#### Document text ####
USA – Google has introduced an AI co-scientist, a virtual assistant designed to support scientific research and accelerate biomedical discoveries.
The system, built using Gemini 2.0, follows a multi-agent approach that mimics the logical steps of the scientific method.
It not only reviews and summarizes data but also extracts new findings, generates research hypotheses, and creates research proposals that are backed by evidence and aligned with specific research goals.
Despite its advanced capabilities, Google’s team made it clear that the AI co-scientist is meant to assist researchers, not replace them.
“We expect that it will… increase, rather than decrease, scientific collaboration,” said Google scientist Vivek Natarajan.
Designed for collaboration
The system allows scientists to input their research objectives in natural language, suggest their own ideas, and outline experimental constraints.
Through a chat interface, users can also provide feedback, refine research ideas, and discuss potential improvements.
To structure the research process, the AI co-scientist breaks down goals into detailed research plans.
A Supervisor agent then assigns specialized sub-agents to various tasks, including hypothesis generation, data review, ranking, and evaluation. This structured approach helps optimize computing resources while improving the AI’s scientific reasoning.
To enhance its output, the AI co-scientist uses test-time compute scaling, allowing it to refine results through self-play debates, ranking competitions, and evolutionary improvements.
Additionally, its self-critique mechanism enables it to use different tools to improve research hypotheses and proposals.
Real-world testing
Google’s AI co-scientist has been tested in three real-world laboratory experiments, with scientists from Stanford University and Imperial College London evaluating its performance. The experiments focused on:
- Drug Repurposing – The AI successfully identified new drug repurposing opportunities for acute myeloid leukemia (AML). Its predictions were validated through computational biology, expert clinician feedback, and lab experiments, showing that the suggested drugs inhibited tumor viability in AML cell lines at clinically relevant concentrations.
#### Data shown ####
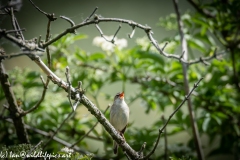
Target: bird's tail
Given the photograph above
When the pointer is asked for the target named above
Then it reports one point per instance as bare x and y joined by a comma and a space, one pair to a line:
115, 147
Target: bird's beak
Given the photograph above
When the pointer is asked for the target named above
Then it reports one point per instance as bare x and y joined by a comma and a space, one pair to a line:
121, 95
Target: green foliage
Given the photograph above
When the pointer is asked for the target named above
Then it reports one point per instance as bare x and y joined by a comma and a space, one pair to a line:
159, 87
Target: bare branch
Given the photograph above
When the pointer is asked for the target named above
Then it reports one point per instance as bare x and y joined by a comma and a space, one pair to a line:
67, 74
51, 17
13, 107
147, 29
165, 140
170, 117
39, 143
24, 53
89, 130
200, 10
70, 21
45, 85
133, 32
91, 14
183, 41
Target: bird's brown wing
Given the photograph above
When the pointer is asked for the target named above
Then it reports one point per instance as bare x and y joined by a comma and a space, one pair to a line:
123, 130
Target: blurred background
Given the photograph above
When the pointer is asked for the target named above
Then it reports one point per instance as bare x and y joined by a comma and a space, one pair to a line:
145, 117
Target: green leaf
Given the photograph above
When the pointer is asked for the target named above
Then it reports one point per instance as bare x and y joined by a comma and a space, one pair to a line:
96, 56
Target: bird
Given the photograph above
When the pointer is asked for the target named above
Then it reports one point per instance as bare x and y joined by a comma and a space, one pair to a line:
119, 116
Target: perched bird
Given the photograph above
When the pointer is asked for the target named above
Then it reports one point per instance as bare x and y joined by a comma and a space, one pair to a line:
119, 116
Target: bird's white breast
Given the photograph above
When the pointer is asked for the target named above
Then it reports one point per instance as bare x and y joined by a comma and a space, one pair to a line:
119, 114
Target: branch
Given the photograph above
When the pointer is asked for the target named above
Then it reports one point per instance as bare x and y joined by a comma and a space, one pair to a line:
147, 29
170, 117
165, 140
45, 85
79, 96
27, 45
24, 53
91, 14
51, 17
88, 131
69, 88
13, 107
200, 10
195, 131
52, 136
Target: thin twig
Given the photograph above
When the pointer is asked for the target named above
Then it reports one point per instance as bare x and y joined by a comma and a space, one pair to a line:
70, 21
165, 140
13, 31
91, 14
133, 32
170, 117
184, 48
39, 143
24, 53
67, 74
147, 29
51, 17
89, 130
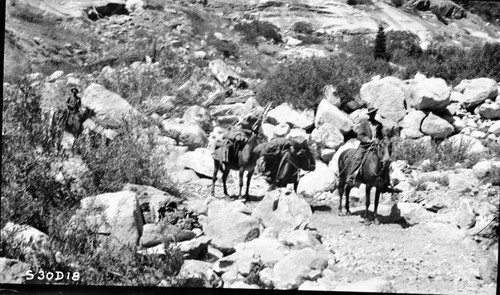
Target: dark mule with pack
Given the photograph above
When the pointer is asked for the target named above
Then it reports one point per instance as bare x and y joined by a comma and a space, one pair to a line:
237, 153
282, 160
369, 164
374, 172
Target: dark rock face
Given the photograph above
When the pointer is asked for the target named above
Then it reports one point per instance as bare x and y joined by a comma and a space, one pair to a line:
95, 13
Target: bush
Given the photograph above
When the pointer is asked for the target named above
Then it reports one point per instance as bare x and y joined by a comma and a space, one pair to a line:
300, 82
30, 193
255, 29
440, 155
302, 27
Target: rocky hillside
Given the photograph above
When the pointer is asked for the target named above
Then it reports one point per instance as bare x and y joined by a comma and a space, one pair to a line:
128, 202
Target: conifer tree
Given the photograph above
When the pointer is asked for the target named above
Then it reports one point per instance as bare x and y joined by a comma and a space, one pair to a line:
379, 50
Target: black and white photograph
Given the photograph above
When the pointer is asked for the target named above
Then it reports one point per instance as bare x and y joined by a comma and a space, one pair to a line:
172, 146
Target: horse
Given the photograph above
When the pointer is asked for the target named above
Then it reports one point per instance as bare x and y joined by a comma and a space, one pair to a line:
288, 167
374, 172
62, 119
244, 159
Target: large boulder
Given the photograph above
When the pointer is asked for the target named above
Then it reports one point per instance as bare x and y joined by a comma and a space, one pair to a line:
387, 95
436, 127
485, 168
156, 200
284, 113
282, 208
269, 250
470, 144
197, 269
316, 181
225, 74
198, 115
476, 91
110, 108
328, 113
373, 285
228, 224
294, 269
495, 128
115, 216
432, 94
199, 160
462, 179
411, 213
191, 135
329, 92
465, 216
490, 110
411, 124
327, 136
13, 271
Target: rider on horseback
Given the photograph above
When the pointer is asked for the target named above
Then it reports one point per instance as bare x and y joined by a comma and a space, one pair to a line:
369, 132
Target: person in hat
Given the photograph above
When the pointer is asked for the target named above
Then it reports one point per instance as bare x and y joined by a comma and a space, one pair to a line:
74, 102
369, 132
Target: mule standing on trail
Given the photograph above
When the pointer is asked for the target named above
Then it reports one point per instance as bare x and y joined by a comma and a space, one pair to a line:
372, 158
282, 160
71, 119
238, 153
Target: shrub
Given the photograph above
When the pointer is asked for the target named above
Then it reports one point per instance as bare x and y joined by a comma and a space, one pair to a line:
440, 155
302, 27
30, 193
299, 82
254, 29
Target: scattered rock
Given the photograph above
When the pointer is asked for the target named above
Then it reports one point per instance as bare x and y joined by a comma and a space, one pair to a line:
283, 209
116, 217
328, 113
200, 160
387, 95
374, 285
284, 113
110, 108
229, 224
430, 94
13, 271
436, 127
293, 270
476, 91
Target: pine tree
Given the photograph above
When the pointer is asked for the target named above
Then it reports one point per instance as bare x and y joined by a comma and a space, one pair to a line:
380, 48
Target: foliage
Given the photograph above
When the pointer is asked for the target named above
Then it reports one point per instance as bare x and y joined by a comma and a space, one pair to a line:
299, 82
359, 2
251, 31
302, 27
29, 191
226, 47
436, 155
379, 51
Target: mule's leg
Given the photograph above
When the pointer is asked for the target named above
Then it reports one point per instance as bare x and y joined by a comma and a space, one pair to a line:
367, 199
241, 173
214, 177
249, 178
341, 193
347, 192
225, 173
377, 198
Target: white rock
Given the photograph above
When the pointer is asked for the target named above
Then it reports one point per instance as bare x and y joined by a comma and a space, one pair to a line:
328, 113
387, 95
431, 94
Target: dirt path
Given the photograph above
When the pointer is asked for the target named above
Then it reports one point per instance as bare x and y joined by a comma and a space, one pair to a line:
424, 258
433, 257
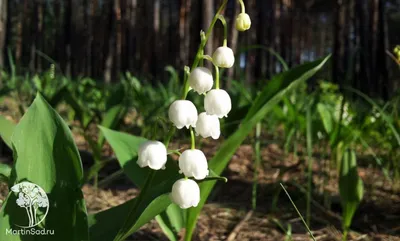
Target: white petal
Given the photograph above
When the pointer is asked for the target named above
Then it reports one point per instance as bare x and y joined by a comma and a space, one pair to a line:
152, 154
208, 125
193, 163
223, 57
183, 113
217, 102
201, 80
185, 193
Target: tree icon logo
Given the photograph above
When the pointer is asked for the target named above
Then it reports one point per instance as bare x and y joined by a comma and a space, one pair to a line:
35, 201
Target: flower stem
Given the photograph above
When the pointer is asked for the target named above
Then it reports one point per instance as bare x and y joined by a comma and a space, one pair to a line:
223, 21
242, 6
192, 137
216, 77
203, 42
123, 232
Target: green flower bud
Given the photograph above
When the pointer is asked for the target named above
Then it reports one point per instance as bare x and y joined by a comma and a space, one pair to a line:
243, 22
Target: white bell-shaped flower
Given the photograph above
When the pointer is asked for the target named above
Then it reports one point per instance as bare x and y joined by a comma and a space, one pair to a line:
243, 22
208, 125
152, 154
193, 163
217, 102
185, 193
201, 80
223, 57
183, 113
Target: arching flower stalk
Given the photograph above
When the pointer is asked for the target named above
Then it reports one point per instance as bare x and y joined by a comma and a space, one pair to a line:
183, 113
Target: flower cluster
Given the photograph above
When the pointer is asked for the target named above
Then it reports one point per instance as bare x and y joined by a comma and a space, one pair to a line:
183, 113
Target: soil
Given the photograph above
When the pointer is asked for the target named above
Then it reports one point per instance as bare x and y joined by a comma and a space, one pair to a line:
228, 214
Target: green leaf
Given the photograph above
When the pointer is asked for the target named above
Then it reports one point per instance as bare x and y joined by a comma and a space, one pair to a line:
351, 187
126, 149
106, 224
45, 154
5, 171
326, 117
274, 92
6, 130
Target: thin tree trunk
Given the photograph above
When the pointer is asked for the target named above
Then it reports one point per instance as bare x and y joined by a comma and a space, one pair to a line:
3, 31
208, 13
234, 37
184, 38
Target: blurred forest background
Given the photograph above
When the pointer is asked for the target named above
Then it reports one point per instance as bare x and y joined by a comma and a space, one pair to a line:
104, 38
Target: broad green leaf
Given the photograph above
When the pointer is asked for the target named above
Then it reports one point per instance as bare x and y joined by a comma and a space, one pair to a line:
172, 221
274, 92
126, 148
106, 224
351, 187
5, 171
326, 117
385, 116
6, 130
45, 154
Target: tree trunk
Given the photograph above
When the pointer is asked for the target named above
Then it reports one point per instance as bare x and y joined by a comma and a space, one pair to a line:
3, 31
208, 14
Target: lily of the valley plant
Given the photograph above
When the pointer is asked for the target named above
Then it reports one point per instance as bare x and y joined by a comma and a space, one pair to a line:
183, 113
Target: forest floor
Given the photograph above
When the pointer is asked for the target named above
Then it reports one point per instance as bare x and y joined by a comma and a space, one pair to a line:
228, 214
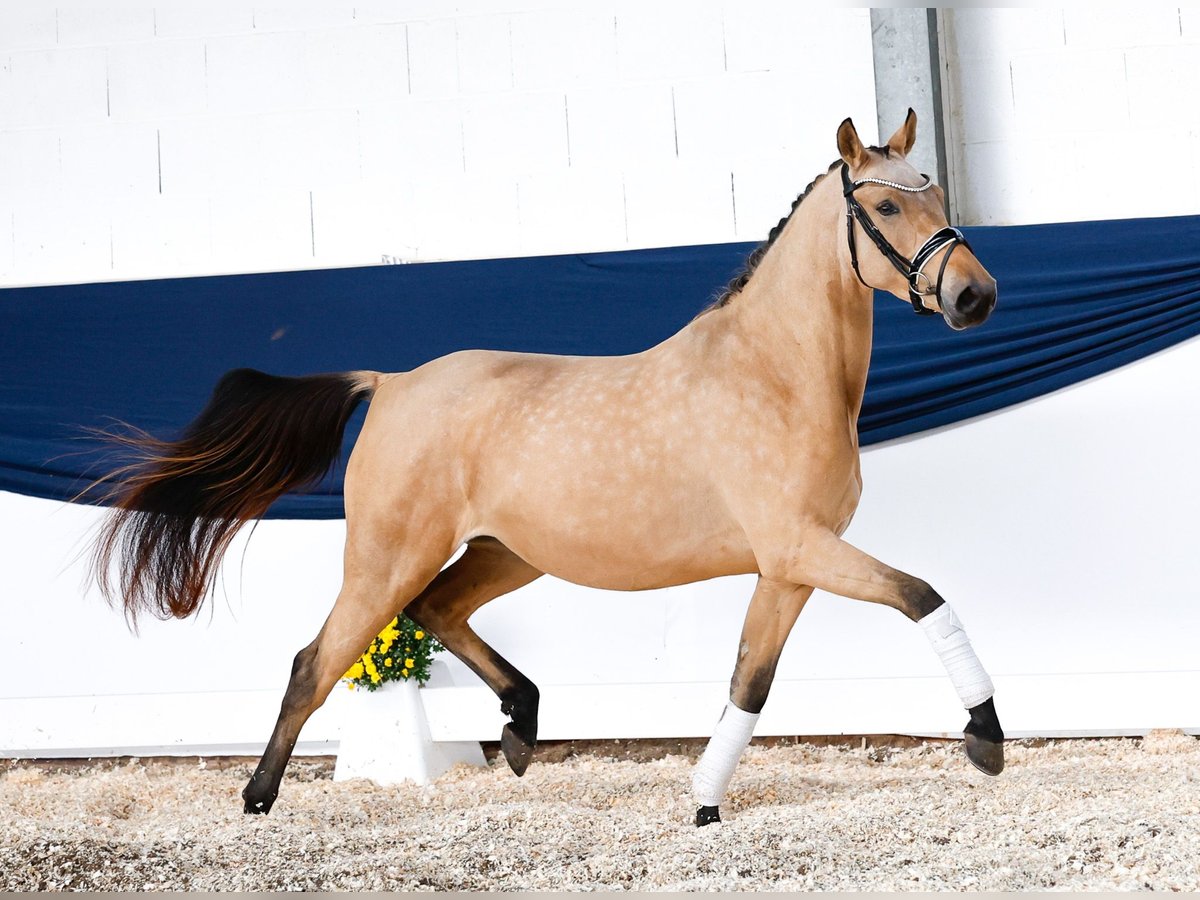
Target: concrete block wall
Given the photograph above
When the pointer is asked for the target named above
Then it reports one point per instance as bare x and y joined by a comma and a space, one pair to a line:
162, 142
1072, 114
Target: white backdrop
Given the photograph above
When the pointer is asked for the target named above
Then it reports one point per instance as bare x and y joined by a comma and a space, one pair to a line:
139, 144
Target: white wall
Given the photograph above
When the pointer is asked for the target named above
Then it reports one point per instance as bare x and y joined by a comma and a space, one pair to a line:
163, 142
1059, 115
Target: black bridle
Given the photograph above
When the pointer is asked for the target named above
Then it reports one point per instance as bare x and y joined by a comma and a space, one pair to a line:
919, 283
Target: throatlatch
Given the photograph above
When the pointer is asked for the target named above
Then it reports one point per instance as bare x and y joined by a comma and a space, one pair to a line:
919, 285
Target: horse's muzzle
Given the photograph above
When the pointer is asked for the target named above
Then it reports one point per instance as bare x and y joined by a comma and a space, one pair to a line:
972, 306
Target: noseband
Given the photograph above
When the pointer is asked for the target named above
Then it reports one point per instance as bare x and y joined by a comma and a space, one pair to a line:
919, 285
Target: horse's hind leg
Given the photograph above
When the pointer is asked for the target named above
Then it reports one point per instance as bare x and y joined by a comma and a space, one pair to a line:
485, 571
371, 595
773, 610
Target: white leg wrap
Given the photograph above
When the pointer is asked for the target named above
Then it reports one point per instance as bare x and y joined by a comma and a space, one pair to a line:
953, 647
715, 767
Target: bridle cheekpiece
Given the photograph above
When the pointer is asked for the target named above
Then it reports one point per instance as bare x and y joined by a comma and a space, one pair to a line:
919, 285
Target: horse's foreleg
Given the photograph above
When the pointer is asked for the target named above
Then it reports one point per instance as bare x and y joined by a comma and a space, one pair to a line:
485, 571
829, 563
365, 605
773, 611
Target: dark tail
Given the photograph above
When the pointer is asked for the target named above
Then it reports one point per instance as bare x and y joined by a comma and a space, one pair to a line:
178, 507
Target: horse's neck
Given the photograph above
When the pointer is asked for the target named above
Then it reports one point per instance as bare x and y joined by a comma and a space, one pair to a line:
808, 322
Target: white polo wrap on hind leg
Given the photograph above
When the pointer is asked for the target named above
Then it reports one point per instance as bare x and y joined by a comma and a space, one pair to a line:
715, 767
953, 647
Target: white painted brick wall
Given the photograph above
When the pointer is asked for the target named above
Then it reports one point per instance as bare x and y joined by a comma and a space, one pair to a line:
156, 142
1053, 113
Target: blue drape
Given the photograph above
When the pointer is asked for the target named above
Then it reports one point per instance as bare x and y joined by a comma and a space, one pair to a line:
1075, 300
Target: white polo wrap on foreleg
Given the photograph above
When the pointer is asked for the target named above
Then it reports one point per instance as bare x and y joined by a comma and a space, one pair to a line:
715, 767
953, 647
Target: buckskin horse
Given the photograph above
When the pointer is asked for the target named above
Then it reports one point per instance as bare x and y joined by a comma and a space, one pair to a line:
730, 448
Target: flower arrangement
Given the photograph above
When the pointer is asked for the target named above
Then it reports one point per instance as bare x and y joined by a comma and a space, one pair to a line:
402, 651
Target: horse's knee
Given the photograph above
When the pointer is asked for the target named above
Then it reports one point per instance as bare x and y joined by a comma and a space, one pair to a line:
916, 599
751, 684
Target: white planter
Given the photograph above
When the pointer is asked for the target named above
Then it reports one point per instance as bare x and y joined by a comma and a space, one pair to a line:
385, 737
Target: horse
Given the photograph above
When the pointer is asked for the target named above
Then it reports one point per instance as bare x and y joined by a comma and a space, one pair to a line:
729, 448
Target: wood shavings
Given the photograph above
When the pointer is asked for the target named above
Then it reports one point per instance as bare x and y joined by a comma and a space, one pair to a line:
1117, 814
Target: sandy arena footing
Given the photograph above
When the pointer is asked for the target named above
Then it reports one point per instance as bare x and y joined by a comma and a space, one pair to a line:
1114, 814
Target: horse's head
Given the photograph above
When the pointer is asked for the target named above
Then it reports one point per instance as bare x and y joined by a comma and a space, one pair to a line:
898, 238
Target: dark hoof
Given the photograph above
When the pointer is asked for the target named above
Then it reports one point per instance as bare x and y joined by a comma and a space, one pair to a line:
707, 815
516, 749
985, 755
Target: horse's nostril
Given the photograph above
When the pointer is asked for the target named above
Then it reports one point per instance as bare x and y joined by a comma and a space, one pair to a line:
976, 300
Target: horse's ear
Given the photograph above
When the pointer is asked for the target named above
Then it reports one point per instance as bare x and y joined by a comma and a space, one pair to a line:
852, 151
906, 135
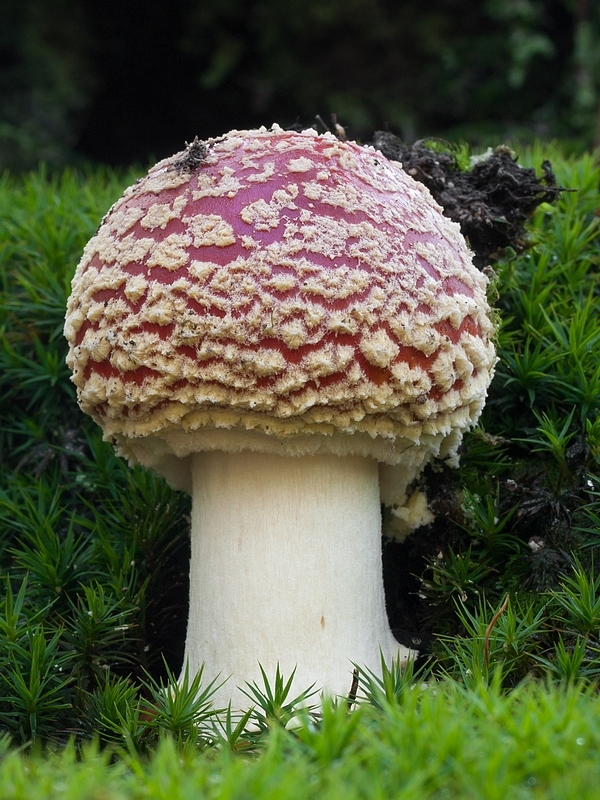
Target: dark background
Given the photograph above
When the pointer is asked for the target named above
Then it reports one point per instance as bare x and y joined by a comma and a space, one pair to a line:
122, 81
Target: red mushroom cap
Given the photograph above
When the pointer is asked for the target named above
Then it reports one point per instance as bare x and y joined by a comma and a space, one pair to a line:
283, 284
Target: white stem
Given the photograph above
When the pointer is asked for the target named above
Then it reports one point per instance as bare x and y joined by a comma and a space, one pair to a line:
286, 569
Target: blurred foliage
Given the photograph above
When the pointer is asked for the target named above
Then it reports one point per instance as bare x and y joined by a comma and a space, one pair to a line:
121, 82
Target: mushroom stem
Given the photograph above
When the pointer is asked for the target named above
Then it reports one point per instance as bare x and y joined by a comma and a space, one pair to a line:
286, 569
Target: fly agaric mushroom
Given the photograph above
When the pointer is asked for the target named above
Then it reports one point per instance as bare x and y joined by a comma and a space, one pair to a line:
270, 319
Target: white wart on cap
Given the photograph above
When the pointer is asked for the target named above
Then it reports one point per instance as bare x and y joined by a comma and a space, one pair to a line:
281, 292
262, 319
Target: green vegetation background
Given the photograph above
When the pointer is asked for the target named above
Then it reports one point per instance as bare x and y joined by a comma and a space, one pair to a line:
93, 561
120, 83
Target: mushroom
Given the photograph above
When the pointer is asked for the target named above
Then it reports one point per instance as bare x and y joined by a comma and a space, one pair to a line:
286, 326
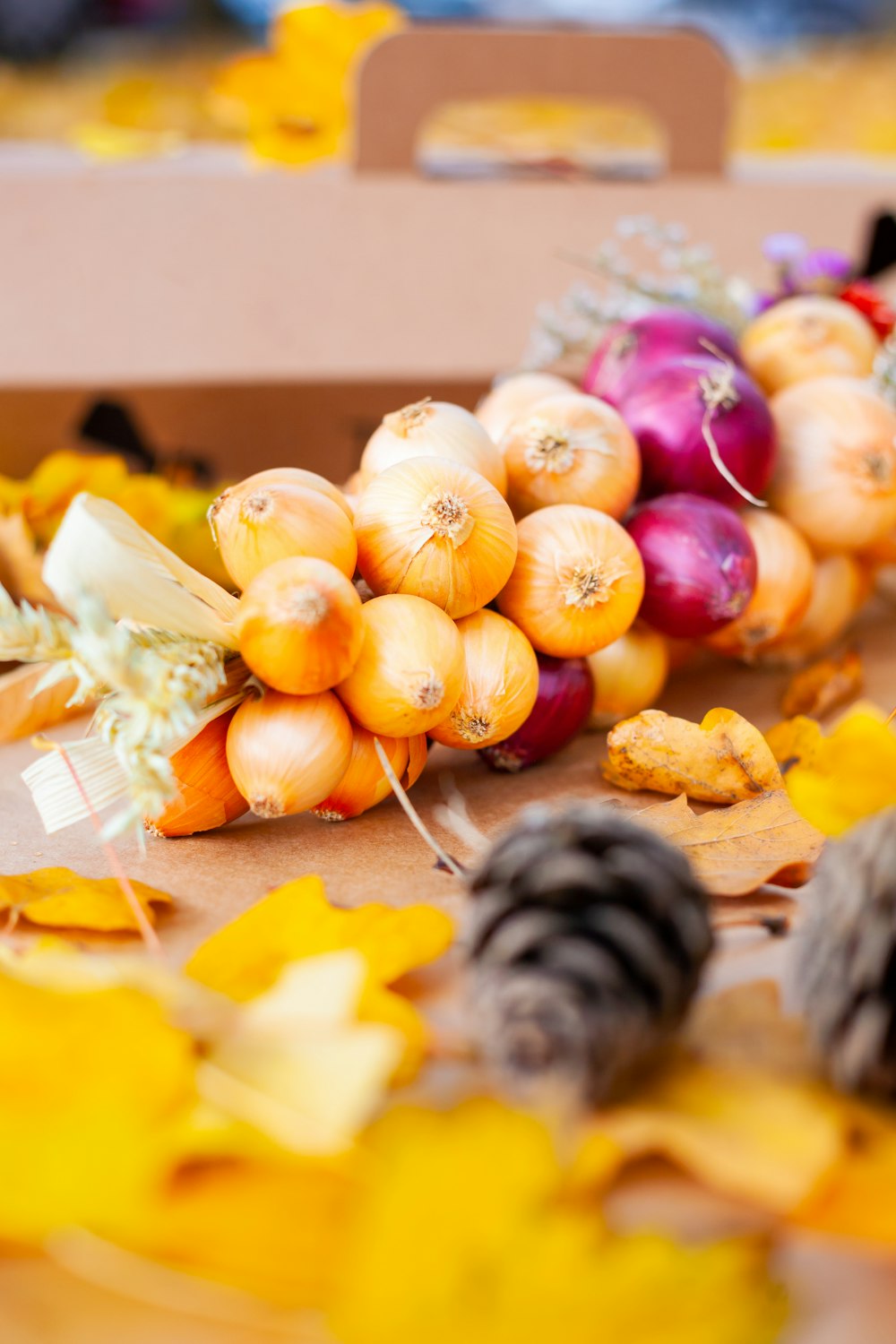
####
> _What to work on_:
**A.** In the article on Google's AI co-scientist, which tasks does the Supervisor agent assign to specialized sub-agents? List each one.
**B.** Extend the article on Google's AI co-scientist, starting right after its last sentence.
The material has no part in this work.

> _Answers by item number_:
**A.** Hypothesis generation, data review, ranking, evaluation

**B.**
- Identifying treatment targets – In a second study, the AI helped discover epigenetic targets with anti-fibrotic activity for liver fibrosis. These findings were supported by preclinical evidence using human liver organoids.
- Understanding antimicrobial resistance – The system analyzed decades of open-access scientific literature to explain how capsid-forming phage-inducible chromosomal islands are distributed across various bacterial species.
Future improvements
While the AI co-scientist has shown impressive capabilities, Google acknowledges that there is room for improvement.
Areas of focus include enhancing literature reviews, improving factual accuracy, conducting external cross-checks, and expanding evaluations with more subject matter experts.
Google also plans to refine auto-evaluation methods and test the system on diverse research objectives.
Despite these challenges, Google remains optimistic about the AI’s potential. “The AI co-scientist represents a promising advance toward AI-assisted technologies for scientists to help accelerate discovery,” the company stated.